-- REQUIREMENT 1 --
According to the passage on Wawel's history, whom did the king marry in 1518?
-- REQUIREMENT 2 --
Write down the part of the passage on Wawel's history that runs from "After Poland had" up to and including "lasted several decades.", word for word.
BEGIN GIVEN PASSAGE
The Italian Renaissance arrived at Wawel in the early 16th century. King Alexander (1501-1506) and his brother Sigismund I the Old (1506-1548) commissioned the construction of a new palace in place of the Gothic residence, with an impressive large courtyard with arcaded galleries which was completed about 1540. Sigismund’s patronage also left an indelible impression in the cathedral, where a family chapel was erected, known today as Sigismund’s Chapel - the work of Bartolomeo of Berrecci Florence, and through various foundations, one of which was that of a large bell, called the Sigismund to commemorate the king. Close artistic and cultural relations with Italy were strengthened in 1518 by the king’s marriage to Bona Sforza. Alongside Italian artists, German architects, wood workers, painters and metal smiths worked for the king. The last descendant of the Jagiellonian dynasty, Sigismund II Augustus (1548-1572), enriched the castle’s interiors with a magnificent collection of tapestries woven in Brussels. In the “Golden Age” of Polish culture Wawel became one of the main centres of humanism in Europe.

The reign of Sigismund III Waza (1587-1632) also made a strong impression on the history of Wawel. After a fire in the castle in 1595 the king rebuilt the burned wing of the building in the early Baroque style. The relocation of the royal court to Warsaw was the cause of a slow but nevertheless steady deterioration in the castle’s condition. The monarchs visited Kraków only occasionally. Restoration of the castle was undertaken during the reign of John III Sobieski, the Wettins and Stanislas Augustus to counteract neglect.

After Poland had lost its independence in 1795, the troops of partitioning nations, Russia, Prussia and Austria, subsequently occupied Wawel which finally passed into the hands of the Austrians. The new owners converted the castle and some of the secular buildings into a military hospital, and demolished some others, including churches. After the period of the Free City of Kraków (1815-1846) Wawel was once more annexed by Austria and turned into a citadel dominating the city. By the resolution passed by the Seym of Galicia in 1880, the castle was presented as a residence to the Emperor of Austria Franz Josef I. The Austrian troops left the hill between 1905-1911. At the turn of the 20th century a thorough restoration of the cathedral was conducted, and shortly afterwards a process of restoration of the royal castle began which lasted several decades.
END GIVEN PASSAGE
BEGIN PROVIDED INFORMATION
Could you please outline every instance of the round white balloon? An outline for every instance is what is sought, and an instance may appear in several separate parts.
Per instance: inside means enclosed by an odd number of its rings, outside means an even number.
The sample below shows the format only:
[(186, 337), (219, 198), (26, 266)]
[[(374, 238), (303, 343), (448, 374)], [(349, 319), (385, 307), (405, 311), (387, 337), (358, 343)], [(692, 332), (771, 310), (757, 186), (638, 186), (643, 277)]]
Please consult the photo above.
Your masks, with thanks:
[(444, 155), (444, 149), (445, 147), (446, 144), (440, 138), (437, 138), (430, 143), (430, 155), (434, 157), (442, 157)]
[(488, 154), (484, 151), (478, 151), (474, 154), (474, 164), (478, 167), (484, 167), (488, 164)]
END PROVIDED INFORMATION
-- EXPECTED ANSWER 1 --
Bona Sforza.

-- EXPECTED ANSWER 2 --
After Poland had lost its independence in 1795, the troops of partitioning nations, Russia, Prussia and Austria, subsequently occupied Wawel which finally passed into the hands of the Austrians. The new owners converted the castle and some of the secular buildings into a military hospital, and demolished some others, including churches. After the period of the Free City of Kraków (1815-1846) Wawel was once more annexed by Austria and turned into a citadel dominating the city. By the resolution passed by the Seym of Galicia in 1880, the castle was presented as a residence to the Emperor of Austria Franz Josef I. The Austrian troops left the hill between 1905-1911. At the turn of the 20th century a thorough restoration of the cathedral was conducted, and shortly afterwards a process of restoration of the royal castle began which lasted several decades.